→ QUOTED PASSAGE:
Last updated: Fri, 02/12/2016 - 18:17


After finishing the first draft of an article or document, too often authors hurry to the conclusion that their job is finished. They often want to quickly submit it for publication. But there is an important process that remains before any manuscript should be submitted for publication—proofreading.

Proofreading is easily overlooked. While writing a first draft, sometimes authors simply write everything that comes to their minds and their ideas are often jumbled from one paragraph to another. By proofreading your own work, you will notice the coherence (or lack thereof) of your ideas, grammar mistakes, the faults at punctuation, and so forth; even the smallest mistakes will sometimes go unnoticed.

There are several steps in the proofreading process. First, you should begin with a general overview. This step includes a check on the content of the entire document and to ensure that you portray the overall ideas of your message. This is generally done so the manuscript reads well. During this initial step, you also check to see whether your ideas flow smoothly and are easy to follow.

The next step should delve much deeper. You want to try to read your article more carefully, looking for errors with grammar, spelling, word choice, punctuation, and so on. You should try to correct as many mistakes as you can with a critical lens.

→ REQUIRED WORK:
1. In the piece on proofreading, what should the first step of the proofreading process begin with?
2. Retype the stretch of the piece on proofreading from "After finishing the" through "submitted for publication—proofreading.".
3. Write what comes next in the piece on proofreading, picking up after its final sentence.

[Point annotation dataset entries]
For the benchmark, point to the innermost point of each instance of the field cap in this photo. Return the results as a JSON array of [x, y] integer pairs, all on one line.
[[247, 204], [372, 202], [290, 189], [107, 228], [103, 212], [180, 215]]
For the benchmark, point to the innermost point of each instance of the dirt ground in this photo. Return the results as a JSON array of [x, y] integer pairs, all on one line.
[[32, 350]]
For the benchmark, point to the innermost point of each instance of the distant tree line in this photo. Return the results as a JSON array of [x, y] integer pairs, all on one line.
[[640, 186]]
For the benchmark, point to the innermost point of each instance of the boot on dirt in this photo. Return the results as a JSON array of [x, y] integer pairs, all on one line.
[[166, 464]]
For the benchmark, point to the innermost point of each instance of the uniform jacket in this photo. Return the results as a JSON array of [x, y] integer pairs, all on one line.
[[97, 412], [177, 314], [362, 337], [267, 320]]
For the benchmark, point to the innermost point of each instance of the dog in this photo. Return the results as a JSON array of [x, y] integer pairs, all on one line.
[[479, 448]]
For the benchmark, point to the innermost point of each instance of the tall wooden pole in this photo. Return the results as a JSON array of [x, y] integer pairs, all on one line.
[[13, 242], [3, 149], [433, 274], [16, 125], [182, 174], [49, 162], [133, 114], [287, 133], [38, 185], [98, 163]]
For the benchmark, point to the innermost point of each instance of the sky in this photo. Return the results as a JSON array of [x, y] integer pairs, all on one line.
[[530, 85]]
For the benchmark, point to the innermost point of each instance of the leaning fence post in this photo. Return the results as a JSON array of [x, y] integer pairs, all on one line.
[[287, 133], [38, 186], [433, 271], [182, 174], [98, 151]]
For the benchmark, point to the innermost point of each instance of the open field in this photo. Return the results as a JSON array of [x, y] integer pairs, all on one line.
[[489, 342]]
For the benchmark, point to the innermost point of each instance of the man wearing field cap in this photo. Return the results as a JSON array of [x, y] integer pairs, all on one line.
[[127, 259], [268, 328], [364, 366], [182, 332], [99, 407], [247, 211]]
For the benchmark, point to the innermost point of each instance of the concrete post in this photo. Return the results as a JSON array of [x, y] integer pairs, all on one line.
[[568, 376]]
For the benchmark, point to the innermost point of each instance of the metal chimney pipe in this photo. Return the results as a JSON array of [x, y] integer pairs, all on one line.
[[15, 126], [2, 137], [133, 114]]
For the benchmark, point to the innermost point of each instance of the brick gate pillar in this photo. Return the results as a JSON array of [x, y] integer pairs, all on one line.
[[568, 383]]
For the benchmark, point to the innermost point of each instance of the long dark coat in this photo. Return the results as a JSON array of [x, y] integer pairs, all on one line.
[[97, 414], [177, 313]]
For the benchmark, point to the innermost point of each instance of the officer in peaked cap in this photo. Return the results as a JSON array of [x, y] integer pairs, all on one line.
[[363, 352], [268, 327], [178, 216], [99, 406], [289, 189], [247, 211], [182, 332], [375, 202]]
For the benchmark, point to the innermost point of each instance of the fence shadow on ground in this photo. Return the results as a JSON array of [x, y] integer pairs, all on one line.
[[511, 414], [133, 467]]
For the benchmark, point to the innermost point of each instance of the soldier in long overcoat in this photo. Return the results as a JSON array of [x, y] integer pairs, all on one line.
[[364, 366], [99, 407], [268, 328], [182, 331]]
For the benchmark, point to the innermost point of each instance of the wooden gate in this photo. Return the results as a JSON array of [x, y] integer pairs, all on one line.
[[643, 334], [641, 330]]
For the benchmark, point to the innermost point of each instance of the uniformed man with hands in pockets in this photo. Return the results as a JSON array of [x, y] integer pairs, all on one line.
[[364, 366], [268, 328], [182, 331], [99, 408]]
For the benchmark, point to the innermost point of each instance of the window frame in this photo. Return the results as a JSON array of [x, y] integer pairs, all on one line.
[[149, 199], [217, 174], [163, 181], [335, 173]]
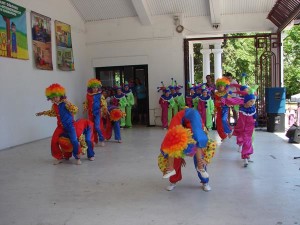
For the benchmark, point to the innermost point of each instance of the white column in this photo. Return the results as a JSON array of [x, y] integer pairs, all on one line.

→ EXPECTED ANSWERS:
1. A general overview.

2.
After finishing the first draft of an article or document, too often authors hurry to the conclusion that their job is finished. They often want to quickly submit it for publication. But there is an important process that remains before any manuscript should be submitted for publication—proofreading.

3.
Identifying our own mistakes is often much more difficult than identifying mistakes in others’ writing. Therefore, peer editing is an essential step in the proofreading process. You can swap your writing with friends, colleagues, and others in your professional network. Then, reciprocate by asking if you can provide suggestions and feedback on their writing. Often peers will be able to identify mistakes and gaps in your writing. This often includes receiving critical feedback on how to strengthen your arguments and clarifying points of confusion.

Hiring a professional editor is a final step that often sharpens a paper and readies it for final submission. Professional editors are trained and used to the routine proofreading steps outlined above, including looking for additional errors that you might have missed. If you are planning to submit your article for publication, they can also help you edit your article to comply with the required writing style. They can also give you recommendations on how to enhance your writing.

It is of foremost importance to proofread and edit all written documents, especially prior to publication. A noted professional editor recently noted, “Proofreading is not just the icing on the cake, it is an essential part of the writing process.”